Born and brought up in Ayr, he became a distinguished civil engineer in both Scotland and the Far East. But he will be best remembered as the man who tracked down the grave of Scotland’s legendary athlete, who died in a Japanese prison camp in 1945.
It was while working in Hong Kong in the 1980s that Mr Walker became fascinated by the story of Eric Liddell, the Edinburgh University student who refused to run in the 100 metres in the Paris Olympics of 1924 because the heats were due on a Sunday.
With his deeply-held religious principles, Liddell switched to the less-familiar 400 metres – but scored a memorable success by winning the gold medal.
His remarkable story was told in the film Chariots of Fire, which gained the Oscar for best film in 1981. Liddell’s subsequent life as a missionary in China in the 1930s was as inspiring as his Olympic feat of 1924. But it ended when he was interned by the Japanese in a prison camp in northern China. For the
second time, Liddell became a legendary figure, revered for his selfless work with young and old within the camp. But at the age of 43 he died from a brain tumour shortly before the war ended in 1945.
All evidence of his grave disappeared. But Mr Walker set out to find it and, by a stroke of luck, found a fellow internee of Liddell – the man who had dug the grave.
Marking the spot on a map of the old camp, he visited, with a Mandarin-speaking friend, the school now occupying the site and managed to pinpoint in 1989 the location. With the help of Edinburgh University, a two-metre granite stone from Mull was transported to the school and erected as a permanent memorial to a great hero.
In 1991, it was unveiled in the presence of 45 devotees of Liddell, including his own niece and 10 former internees from the prison camp.
With a fine sense of history and occasion, Charles Walker brought back to public attention an array of other distinguished fellow countrymen in a splendid book A Legacy of Scots, which he dedicated to another Scottish legend, Jane Haining from Dumfries, whose missionary work landed her in Auschwitz, where she died in 1944. Mr Walker’s wife, Elizabeth, contributed the chapter on Jane Haining.
******
**Required work**
**1.** Rewrite the passage about Charles Walker, starting with "Marking the spot" and going on through "a great hero.", with "granite" swapped for "sandstone".
**2.** Extend the passage about Charles Walker by writing what comes after its final sentence.
The rows that come next are separate material, unrelated to the passage about Charles Walker.
******
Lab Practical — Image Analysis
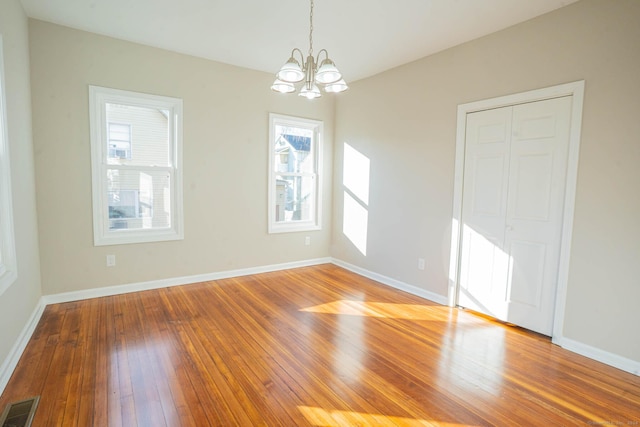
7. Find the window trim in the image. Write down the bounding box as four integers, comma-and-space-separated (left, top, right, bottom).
89, 85, 184, 246
0, 34, 18, 295
267, 113, 324, 234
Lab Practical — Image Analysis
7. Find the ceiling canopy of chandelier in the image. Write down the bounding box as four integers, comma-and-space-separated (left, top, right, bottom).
271, 0, 349, 99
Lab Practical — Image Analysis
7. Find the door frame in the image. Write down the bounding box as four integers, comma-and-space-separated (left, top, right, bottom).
448, 80, 585, 343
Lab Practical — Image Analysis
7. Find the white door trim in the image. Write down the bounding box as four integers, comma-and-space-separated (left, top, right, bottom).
448, 80, 585, 343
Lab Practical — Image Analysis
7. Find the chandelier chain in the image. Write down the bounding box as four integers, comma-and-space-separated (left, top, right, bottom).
309, 0, 313, 56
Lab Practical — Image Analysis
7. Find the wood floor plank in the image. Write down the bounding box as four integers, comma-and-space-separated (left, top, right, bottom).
0, 265, 640, 427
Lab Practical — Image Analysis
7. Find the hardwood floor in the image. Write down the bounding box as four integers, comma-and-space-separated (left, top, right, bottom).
0, 265, 640, 427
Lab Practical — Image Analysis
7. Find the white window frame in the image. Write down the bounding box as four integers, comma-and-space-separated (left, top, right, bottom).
0, 35, 18, 295
89, 86, 184, 246
267, 113, 324, 233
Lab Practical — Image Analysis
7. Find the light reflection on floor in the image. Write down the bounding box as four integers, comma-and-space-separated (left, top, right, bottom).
300, 300, 464, 321
298, 406, 476, 427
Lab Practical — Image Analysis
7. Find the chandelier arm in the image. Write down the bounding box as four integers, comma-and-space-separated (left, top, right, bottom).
291, 47, 305, 70
316, 49, 329, 67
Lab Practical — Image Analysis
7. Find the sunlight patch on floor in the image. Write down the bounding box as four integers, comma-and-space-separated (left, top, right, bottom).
300, 300, 452, 320
298, 406, 472, 427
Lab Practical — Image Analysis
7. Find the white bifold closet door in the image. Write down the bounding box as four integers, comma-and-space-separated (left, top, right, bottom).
458, 96, 572, 335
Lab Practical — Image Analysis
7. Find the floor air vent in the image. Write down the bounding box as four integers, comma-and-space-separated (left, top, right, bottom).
0, 396, 40, 427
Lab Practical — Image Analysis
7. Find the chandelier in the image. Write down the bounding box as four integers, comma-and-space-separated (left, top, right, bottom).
271, 0, 349, 99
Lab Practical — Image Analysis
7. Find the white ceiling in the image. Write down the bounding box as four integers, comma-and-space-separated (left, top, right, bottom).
22, 0, 577, 82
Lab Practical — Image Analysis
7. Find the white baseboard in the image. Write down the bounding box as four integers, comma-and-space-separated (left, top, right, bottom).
0, 298, 46, 394
43, 258, 331, 304
331, 258, 449, 305
553, 337, 640, 376
0, 258, 640, 402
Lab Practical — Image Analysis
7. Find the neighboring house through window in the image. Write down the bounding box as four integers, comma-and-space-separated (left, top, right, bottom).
0, 35, 18, 294
89, 86, 183, 245
268, 114, 322, 233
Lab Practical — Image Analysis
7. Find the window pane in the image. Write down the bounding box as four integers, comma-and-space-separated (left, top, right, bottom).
275, 175, 315, 222
106, 103, 171, 166
107, 169, 171, 230
274, 125, 314, 173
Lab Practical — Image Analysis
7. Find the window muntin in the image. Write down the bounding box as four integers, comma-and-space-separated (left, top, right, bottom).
90, 86, 183, 245
269, 114, 322, 233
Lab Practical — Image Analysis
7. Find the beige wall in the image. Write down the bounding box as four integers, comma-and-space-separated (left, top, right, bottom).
0, 0, 41, 368
29, 20, 334, 295
331, 0, 640, 361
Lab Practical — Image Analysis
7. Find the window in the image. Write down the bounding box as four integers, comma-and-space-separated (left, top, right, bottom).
108, 123, 131, 159
268, 114, 322, 233
0, 36, 18, 294
89, 86, 183, 246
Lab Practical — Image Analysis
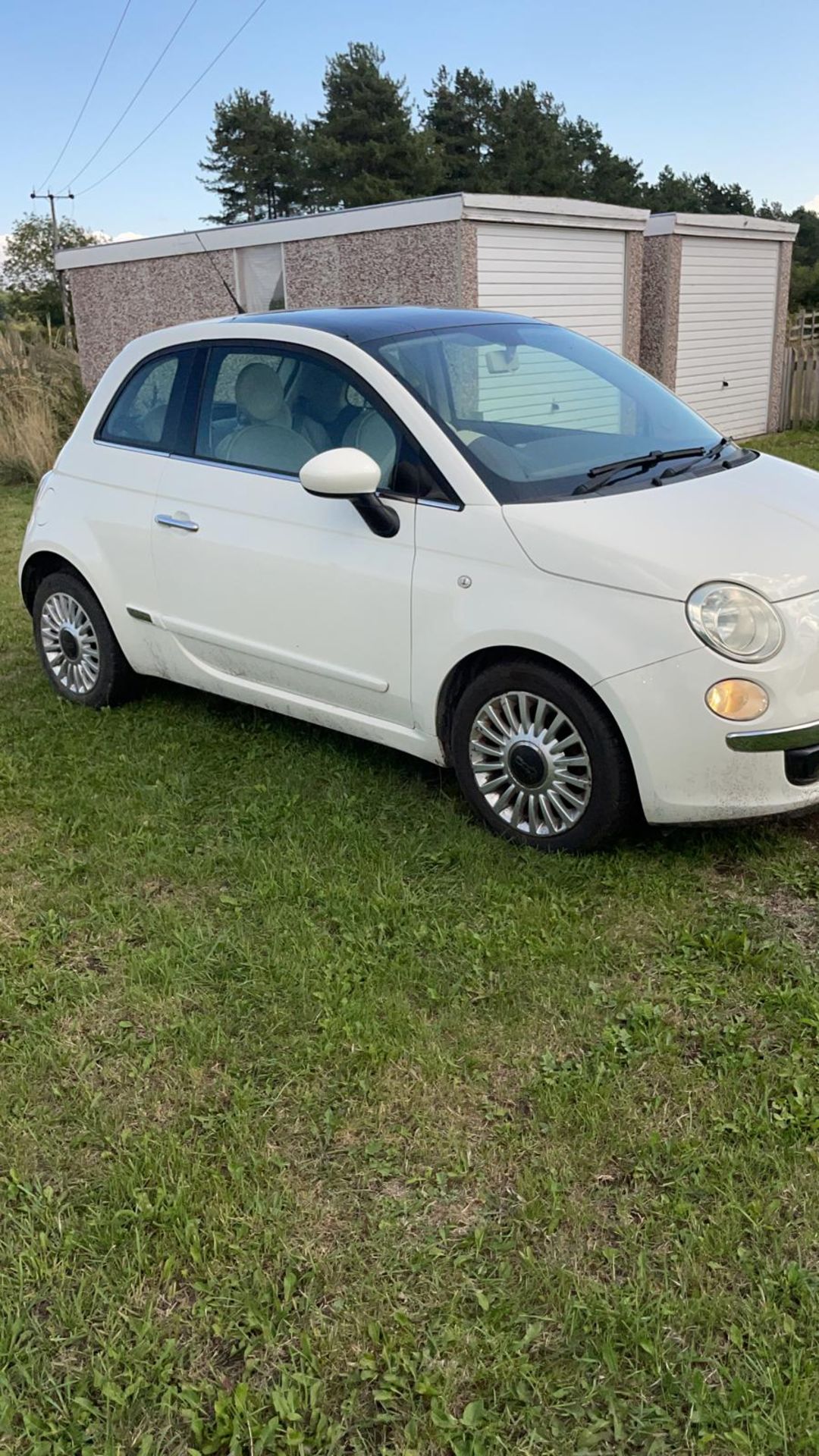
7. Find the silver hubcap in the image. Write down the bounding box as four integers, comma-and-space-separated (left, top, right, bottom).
39, 592, 99, 695
469, 693, 592, 837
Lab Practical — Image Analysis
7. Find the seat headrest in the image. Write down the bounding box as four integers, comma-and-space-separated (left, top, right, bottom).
236, 364, 284, 425
296, 361, 347, 425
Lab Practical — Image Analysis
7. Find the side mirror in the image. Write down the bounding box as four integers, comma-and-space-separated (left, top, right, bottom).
299, 446, 381, 498
299, 446, 400, 536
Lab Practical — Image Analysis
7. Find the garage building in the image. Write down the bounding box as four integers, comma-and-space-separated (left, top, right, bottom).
640, 212, 799, 438
57, 192, 648, 388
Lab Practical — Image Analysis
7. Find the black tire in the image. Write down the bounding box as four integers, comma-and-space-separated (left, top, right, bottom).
449, 658, 635, 853
32, 571, 136, 708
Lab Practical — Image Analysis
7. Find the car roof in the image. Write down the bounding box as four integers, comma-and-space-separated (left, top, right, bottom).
231, 307, 535, 344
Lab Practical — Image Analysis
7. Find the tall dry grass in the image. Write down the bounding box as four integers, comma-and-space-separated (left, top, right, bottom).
0, 323, 86, 485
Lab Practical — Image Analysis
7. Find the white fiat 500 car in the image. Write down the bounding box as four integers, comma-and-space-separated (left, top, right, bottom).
20, 309, 819, 850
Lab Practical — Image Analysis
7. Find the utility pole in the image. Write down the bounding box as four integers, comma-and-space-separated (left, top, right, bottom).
30, 192, 74, 345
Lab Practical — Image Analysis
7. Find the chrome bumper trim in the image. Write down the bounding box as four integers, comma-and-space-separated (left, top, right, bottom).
726, 722, 819, 753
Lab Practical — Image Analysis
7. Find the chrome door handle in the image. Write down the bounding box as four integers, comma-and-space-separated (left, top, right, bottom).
155, 516, 199, 532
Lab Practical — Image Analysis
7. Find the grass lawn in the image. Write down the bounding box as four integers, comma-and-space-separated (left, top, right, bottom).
0, 435, 819, 1456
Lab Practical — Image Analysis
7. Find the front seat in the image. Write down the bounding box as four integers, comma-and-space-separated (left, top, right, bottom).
215, 362, 315, 475
293, 359, 356, 451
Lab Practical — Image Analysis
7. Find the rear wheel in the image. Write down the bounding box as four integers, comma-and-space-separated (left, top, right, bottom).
32, 571, 134, 708
450, 660, 634, 853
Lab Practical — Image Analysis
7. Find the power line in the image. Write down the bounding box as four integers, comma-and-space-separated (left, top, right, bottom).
38, 0, 131, 192
77, 0, 267, 196
60, 0, 199, 187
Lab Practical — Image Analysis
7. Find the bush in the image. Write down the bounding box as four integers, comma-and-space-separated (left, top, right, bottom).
0, 323, 86, 485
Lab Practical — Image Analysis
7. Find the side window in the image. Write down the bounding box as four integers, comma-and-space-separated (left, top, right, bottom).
99, 354, 180, 450
196, 345, 400, 488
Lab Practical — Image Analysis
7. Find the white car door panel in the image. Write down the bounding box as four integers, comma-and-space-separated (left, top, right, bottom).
153, 459, 416, 725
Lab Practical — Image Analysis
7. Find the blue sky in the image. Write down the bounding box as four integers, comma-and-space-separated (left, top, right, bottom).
0, 0, 819, 246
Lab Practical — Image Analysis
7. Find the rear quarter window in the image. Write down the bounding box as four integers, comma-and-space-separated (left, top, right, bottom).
98, 354, 180, 450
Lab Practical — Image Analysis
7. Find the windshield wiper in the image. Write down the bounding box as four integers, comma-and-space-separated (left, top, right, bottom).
571, 446, 705, 495
657, 435, 735, 482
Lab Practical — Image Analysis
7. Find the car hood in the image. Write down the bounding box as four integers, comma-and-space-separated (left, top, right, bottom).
******
**List of answers**
**1.**
Marking the spot on a map of the old camp, he visited, with a Mandarin-speaking friend, the school now occupying the site and managed to pinpoint in 1989 the location. With the help of Edinburgh University, a two-metre sandstone stone from Mull was transported to the school and erected as a permanent memorial to a great hero.

**2.**
His interest in the Covenanter movement of the late 1600s spawned screen and radio scripts, while back in his own profession, he was the co-author of a text book on privatised infrastructure which remains in print some 14 years after being first published.
After Ayr Academy and a BSc in civil engineering from Strathclyde University, Mr Walker joined Edinburgh City Engineers’ department in 1968. At a busy time for construction, he was much involved in supervising road, bridge and sewage schemes.
But in 1977 he and Elizabeth moved with their young family to Hong Kong, where he worked for Maunsell Consultants Asia on the prestigious Sha Tin New Town project. He was also on the management team on the approach links to Hong Kong’s new airport followed by a container port construction in Malaysia.
Back in Scotland in 1997, he joined the Scott Wilson team overseeing the upgrade of the M6/M74 motorway. In 2001, Mr Walker joined the Halcrow Group in Edinburgh as a contract specialist, where he remained until recently.
Sadly, in 2006 he was diagnosed with cancer, which he believed he would overcome. But it returned last year. He was a special spirit, a man of good company, sound and balanced advice, with a proud commitment to his family.
In June, he celebrated his family bonds and friendships with a rather unusual event – a pre-wake gathering. People came from as far afield as Auckland, Sydney and Dubai, as well as across the UK as he said his last goodbyes.
He is survived by Elizabeth, four children and six grandchildren.